> **MATERIALS PROVIDED**:
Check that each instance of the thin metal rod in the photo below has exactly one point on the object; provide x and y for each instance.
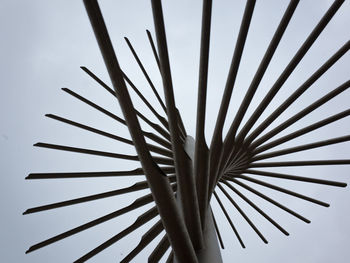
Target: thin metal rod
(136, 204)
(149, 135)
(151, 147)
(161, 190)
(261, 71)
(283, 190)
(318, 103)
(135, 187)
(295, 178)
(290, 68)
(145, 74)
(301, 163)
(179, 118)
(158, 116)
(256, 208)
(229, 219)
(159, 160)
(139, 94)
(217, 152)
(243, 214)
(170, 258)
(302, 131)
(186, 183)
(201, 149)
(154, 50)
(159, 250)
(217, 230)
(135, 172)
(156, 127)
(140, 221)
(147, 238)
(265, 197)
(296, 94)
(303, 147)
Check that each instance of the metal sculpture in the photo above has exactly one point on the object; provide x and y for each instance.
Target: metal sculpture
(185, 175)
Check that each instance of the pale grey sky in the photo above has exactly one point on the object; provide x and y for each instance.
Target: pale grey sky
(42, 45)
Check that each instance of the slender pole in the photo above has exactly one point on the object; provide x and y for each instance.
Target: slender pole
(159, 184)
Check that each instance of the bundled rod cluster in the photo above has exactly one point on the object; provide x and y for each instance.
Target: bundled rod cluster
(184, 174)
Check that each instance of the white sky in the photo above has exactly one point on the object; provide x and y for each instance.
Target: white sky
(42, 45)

* * *

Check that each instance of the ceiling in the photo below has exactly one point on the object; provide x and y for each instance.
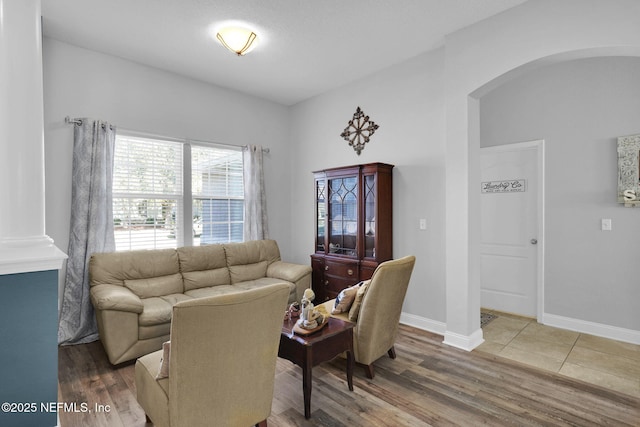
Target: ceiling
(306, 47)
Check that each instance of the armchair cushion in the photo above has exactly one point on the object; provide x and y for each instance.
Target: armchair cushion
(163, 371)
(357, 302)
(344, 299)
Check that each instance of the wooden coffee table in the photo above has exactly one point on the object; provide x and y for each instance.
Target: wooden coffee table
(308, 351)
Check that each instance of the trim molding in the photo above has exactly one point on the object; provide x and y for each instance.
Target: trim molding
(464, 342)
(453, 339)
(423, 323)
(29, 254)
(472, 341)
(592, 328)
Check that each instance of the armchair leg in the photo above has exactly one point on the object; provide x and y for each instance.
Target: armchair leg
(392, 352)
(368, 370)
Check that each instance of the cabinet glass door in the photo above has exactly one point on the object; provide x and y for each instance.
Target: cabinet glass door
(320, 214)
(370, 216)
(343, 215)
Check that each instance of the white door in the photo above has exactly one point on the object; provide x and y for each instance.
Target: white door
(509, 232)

> **TASK TO CARRY OUT**: Report, word for word, each line in the data above that contains the string "cushion".

> **THE REPLY**:
Check that each instance of the armchair cushion in the photo above has exactly one point on the object; provide x and y for each instance.
Target: armchair cushion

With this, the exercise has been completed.